EXERCISE —
Find the line that contains "point: the blurred foreground". Repeat that line and all lines following it, exactly, through the end of the listing below.

PROVIDED RECORDS —
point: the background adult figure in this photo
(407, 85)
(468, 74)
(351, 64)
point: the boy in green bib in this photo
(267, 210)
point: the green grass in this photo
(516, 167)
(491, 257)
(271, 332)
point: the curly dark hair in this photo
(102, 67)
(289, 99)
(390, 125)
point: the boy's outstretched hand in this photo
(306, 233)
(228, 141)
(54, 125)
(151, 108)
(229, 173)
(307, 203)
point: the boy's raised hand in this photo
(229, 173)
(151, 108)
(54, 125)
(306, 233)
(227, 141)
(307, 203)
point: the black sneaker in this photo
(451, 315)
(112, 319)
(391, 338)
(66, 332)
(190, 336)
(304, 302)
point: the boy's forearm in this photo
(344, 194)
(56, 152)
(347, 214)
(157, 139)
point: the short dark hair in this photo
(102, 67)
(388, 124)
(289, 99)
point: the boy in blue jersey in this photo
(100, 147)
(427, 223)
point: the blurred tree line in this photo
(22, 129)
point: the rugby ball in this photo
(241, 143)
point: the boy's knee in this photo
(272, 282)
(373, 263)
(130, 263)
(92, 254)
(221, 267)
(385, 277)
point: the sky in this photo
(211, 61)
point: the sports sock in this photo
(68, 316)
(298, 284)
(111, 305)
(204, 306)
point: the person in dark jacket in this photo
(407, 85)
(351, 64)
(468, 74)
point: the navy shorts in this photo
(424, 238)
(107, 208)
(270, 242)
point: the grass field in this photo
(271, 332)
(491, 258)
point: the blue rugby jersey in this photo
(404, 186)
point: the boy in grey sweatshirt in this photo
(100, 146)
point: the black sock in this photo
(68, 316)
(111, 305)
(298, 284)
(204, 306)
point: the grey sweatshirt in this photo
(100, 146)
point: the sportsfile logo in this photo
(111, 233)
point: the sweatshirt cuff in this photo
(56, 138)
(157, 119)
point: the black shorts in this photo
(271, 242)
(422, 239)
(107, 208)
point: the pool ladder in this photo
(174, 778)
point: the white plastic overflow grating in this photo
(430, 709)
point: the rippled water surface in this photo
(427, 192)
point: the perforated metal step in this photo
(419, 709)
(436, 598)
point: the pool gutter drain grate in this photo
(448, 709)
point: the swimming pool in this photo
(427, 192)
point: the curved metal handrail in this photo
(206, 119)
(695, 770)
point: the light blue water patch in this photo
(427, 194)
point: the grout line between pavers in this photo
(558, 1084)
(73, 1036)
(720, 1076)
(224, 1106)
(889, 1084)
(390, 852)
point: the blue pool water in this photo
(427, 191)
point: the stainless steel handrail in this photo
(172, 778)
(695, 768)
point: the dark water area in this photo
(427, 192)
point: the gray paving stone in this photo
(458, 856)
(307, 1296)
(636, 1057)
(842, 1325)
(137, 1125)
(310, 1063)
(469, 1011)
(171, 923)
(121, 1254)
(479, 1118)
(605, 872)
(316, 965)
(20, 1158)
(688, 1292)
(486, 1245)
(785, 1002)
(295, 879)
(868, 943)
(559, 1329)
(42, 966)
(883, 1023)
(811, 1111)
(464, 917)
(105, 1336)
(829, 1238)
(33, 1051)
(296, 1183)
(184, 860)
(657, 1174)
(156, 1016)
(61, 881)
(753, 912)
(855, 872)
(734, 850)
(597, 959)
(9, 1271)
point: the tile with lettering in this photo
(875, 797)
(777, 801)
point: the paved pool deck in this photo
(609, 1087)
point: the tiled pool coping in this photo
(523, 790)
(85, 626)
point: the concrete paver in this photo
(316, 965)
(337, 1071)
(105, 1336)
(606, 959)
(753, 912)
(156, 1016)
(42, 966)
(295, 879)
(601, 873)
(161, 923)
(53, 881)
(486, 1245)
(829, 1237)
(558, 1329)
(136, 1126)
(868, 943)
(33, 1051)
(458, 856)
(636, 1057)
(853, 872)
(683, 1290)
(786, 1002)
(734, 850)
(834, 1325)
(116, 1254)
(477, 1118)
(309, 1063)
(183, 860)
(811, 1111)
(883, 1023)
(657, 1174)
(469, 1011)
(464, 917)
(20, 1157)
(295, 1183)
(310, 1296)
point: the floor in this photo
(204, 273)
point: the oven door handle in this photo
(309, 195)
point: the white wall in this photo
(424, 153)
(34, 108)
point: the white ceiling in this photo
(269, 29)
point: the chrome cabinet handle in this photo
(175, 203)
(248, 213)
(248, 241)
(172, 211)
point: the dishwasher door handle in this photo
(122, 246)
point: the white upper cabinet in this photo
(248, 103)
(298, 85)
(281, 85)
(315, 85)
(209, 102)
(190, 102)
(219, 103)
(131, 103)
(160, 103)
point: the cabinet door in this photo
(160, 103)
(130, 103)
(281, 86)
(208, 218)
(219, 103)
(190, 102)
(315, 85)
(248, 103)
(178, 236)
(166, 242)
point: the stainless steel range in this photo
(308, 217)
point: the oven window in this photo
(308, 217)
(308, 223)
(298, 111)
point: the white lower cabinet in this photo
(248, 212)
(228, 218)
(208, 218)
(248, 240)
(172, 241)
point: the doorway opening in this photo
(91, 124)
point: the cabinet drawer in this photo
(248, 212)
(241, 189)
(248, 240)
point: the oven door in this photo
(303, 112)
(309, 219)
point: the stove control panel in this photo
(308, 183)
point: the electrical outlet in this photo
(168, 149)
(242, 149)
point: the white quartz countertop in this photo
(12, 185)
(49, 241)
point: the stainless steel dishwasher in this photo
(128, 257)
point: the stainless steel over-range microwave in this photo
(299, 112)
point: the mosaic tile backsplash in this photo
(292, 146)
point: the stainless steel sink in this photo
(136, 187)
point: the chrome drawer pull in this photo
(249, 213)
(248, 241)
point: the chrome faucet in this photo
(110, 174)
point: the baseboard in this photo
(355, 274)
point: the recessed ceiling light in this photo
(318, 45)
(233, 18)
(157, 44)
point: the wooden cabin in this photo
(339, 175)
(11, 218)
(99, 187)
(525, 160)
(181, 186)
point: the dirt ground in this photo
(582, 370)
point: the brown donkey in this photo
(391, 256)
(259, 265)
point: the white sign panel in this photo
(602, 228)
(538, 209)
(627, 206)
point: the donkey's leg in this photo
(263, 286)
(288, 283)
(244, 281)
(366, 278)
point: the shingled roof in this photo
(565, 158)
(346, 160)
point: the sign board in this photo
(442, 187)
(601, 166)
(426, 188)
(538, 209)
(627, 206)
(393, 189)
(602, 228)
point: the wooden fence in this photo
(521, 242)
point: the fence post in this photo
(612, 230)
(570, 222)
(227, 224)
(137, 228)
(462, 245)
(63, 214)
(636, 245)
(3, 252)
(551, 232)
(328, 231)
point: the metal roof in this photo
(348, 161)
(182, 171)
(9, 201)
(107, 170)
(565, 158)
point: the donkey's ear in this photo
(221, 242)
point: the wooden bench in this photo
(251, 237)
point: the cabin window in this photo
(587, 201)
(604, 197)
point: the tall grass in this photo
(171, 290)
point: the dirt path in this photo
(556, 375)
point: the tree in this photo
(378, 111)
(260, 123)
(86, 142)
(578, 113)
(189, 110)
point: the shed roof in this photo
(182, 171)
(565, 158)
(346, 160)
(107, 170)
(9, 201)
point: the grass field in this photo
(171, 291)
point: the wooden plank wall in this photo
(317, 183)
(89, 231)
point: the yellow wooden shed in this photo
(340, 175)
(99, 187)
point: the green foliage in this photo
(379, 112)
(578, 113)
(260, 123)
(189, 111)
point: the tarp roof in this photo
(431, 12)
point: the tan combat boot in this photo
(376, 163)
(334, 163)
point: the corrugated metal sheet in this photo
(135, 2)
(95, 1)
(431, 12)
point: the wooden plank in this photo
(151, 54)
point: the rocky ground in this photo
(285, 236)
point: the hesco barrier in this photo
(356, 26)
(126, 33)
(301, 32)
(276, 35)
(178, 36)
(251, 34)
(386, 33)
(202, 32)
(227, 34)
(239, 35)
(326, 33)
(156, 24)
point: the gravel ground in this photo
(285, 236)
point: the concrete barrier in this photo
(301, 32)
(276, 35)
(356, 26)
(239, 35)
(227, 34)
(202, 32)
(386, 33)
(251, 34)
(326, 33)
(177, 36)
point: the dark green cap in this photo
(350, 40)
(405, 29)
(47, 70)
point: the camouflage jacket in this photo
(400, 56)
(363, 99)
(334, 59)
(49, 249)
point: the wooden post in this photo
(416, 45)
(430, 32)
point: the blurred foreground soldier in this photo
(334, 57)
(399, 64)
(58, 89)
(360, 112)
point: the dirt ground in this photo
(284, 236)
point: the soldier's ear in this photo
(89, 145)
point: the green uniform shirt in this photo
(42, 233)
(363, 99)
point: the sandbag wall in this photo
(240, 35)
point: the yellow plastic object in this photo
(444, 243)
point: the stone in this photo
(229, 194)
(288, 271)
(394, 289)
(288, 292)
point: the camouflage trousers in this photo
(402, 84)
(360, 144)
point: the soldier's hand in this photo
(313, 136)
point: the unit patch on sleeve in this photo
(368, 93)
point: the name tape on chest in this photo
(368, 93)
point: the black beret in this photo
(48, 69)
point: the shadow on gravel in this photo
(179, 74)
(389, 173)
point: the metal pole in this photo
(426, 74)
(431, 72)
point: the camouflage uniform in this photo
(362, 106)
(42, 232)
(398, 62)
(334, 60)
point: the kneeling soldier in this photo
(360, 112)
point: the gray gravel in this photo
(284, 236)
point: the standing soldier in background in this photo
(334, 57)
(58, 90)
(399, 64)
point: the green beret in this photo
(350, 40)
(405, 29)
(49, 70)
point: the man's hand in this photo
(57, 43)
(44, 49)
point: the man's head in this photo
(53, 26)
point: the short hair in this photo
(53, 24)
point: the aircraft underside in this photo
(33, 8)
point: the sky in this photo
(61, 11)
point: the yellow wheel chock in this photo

RESPONSE FOR THIS EXERCISE —
point: the blurred foreground soldier in this photo
(334, 57)
(399, 64)
(58, 89)
(360, 112)
point: the dirt ground in this photo
(284, 236)
point: the soldier's ear in this photo
(89, 145)
point: the green uniform shirt in this photo
(42, 233)
(363, 99)
point: the sandbag wall in this photo
(240, 35)
point: the yellow plastic object in this photo
(444, 243)
point: the stone in this photo
(229, 194)
(288, 271)
(394, 289)
(288, 292)
point: the camouflage trousers in this photo
(402, 84)
(360, 144)
point: the soldier's hand in this photo
(313, 136)
point: the unit patch on sleeve in this photo
(368, 93)
point: the name tape on chest in this photo
(368, 93)
point: the black beret in this photo
(48, 69)
point: the shadow on gravel in this photo
(179, 74)
(389, 173)
point: the metal pole in this photo
(426, 74)
(431, 72)
point: the camouflage uniform in this photo
(362, 106)
(42, 232)
(398, 62)
(334, 60)
point: the kneeling soldier in this photo
(360, 112)
point: the gray gravel in this photo
(284, 236)
point: the standing soldier in background in this photo
(334, 57)
(58, 90)
(399, 64)
point: the green beret in this photo
(350, 40)
(405, 29)
(49, 70)
point: the man's hand in this photo
(57, 43)
(44, 49)
point: the man's head in this photo
(53, 26)
point: the short hair in this photo
(53, 24)
point: the aircraft underside in this photo
(33, 8)
point: the sky in this photo
(61, 11)
point: the yellow wheel chock in this photo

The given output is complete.